> [What is asked]
Rescale the lines from the one holding "Task: pick out every instance of the clasped" through the end of the records, inclusive, and write out every line in that stretch. Multiply only the point coordinates in the answers by 0.85 and round to whole numbers, with halves rounded up; leave every other number unchanged.

# Records shown start

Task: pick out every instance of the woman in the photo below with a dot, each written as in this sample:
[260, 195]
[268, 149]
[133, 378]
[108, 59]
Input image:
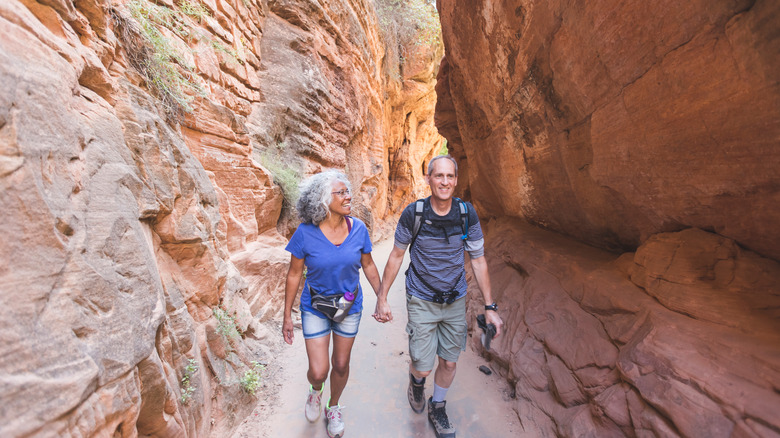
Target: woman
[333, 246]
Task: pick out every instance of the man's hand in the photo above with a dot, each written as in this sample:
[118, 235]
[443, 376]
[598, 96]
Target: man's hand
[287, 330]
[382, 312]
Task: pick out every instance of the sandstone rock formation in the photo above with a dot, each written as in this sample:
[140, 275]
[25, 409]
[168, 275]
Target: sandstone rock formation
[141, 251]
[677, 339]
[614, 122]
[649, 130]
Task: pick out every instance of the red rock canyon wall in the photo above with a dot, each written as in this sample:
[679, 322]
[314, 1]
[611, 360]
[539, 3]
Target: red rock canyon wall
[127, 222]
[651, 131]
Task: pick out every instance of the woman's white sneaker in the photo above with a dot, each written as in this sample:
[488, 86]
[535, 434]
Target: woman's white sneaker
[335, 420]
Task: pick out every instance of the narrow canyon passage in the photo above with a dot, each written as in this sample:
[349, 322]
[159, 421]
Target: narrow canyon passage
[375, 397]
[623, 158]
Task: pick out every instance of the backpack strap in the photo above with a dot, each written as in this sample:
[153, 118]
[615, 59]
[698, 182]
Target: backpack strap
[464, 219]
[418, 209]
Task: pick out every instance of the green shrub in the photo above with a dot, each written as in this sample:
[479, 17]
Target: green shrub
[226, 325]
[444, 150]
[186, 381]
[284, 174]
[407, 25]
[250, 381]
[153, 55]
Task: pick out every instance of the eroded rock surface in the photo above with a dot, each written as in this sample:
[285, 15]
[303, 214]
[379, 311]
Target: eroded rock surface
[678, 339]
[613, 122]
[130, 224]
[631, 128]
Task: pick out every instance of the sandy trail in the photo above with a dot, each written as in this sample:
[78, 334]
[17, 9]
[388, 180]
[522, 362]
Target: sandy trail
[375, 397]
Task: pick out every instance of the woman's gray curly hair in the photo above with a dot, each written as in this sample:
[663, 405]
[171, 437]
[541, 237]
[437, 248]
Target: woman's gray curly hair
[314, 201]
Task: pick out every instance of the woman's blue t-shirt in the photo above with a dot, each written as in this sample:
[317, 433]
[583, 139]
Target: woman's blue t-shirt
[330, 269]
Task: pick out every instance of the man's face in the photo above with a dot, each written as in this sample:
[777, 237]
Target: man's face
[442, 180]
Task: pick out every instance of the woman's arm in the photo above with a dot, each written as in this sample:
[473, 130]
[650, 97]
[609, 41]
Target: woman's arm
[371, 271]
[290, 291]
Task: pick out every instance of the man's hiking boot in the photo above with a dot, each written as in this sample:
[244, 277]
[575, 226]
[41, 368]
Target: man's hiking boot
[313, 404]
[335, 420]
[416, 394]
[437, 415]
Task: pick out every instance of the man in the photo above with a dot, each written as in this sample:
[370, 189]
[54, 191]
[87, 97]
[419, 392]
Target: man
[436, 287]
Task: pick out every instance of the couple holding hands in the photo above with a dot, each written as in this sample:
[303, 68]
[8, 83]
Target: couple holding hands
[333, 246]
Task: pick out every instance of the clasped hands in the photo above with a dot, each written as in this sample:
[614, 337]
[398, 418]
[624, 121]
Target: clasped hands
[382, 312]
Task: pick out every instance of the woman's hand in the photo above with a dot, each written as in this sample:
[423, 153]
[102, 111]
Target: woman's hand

# Records shown end

> [Exercise output]
Task: pick out every instance of the clasped hands in the photo above with a dot, each written as in this sample:
[614, 337]
[398, 418]
[624, 121]
Target: clasped hands
[325, 265]
Task: pick out every instance of the woman's hand in the photo above with a dot, each written as in this sample:
[423, 153]
[102, 111]
Target: woman's hand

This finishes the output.